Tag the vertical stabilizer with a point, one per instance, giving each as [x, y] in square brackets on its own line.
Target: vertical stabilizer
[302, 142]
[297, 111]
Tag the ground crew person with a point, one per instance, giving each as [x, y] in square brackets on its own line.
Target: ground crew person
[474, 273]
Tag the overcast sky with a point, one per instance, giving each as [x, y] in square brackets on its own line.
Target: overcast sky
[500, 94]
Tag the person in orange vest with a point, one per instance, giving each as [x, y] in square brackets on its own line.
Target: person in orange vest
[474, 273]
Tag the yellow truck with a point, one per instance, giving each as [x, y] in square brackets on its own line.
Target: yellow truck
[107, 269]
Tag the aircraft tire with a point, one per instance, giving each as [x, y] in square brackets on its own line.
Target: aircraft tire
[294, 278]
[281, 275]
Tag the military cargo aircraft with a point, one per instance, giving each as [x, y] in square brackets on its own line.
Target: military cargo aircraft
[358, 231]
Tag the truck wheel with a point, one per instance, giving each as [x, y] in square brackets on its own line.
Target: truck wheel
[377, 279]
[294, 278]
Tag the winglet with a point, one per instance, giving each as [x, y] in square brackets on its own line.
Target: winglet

-.-.-

■ To be done ■
Lay out all of the data above as a Markdown table with the columns Row and Line. Each nonblank line gets its own row, numbered in order, and blank lines are skipped.

■ Answer to the problem ■
| Row | Line |
|---|---|
| 1 | Tag the vertical stabilizer with a point, one per instance, giving each as [x, y] in square brackets on its own line. |
| 2 | Target: vertical stabilizer |
| 3 | [302, 142] |
| 4 | [297, 111] |
| 5 | Tag the ground crew person with a point, one per instance, giving each as [x, y] in square brackets on its own line. |
| 6 | Target: ground crew person |
| 7 | [474, 273] |
| 8 | Tag the overcast sky with a point, one per instance, giving each as [x, y] in square brackets on its own line. |
| 9 | Target: overcast sky |
| 10 | [500, 94] |
| 11 | Tag the person in orange vest with a point, one per instance, giving each as [x, y] in square brackets on its own line. |
| 12 | Target: person in orange vest |
| 13 | [474, 273] |
| 14 | Tag the yellow truck with a point, one per instance, giving each as [x, y] in square brackets on its own line. |
| 15 | Target: yellow truck |
| 16 | [107, 269] |
| 17 | Tag the aircraft tire with a point, one per instance, giving each as [x, y] in square brackets on its own line. |
| 18 | Target: aircraft tire |
| 19 | [294, 278] |
| 20 | [281, 275] |
| 21 | Tag the military cargo aircraft with a point, one per instance, giving each as [x, y] in square brackets on its own line. |
| 22 | Target: military cargo aircraft |
| 23 | [358, 231] |
| 24 | Tag the truck wheel with a point, one per instance, giving each as [x, y] in square brackets on its own line. |
| 25 | Target: truck wheel |
| 26 | [377, 279] |
| 27 | [294, 278] |
| 28 | Tag the winglet with a point, one per instance, giving each as [x, y] in square brackets on its own line. |
| 29 | Target: winglet |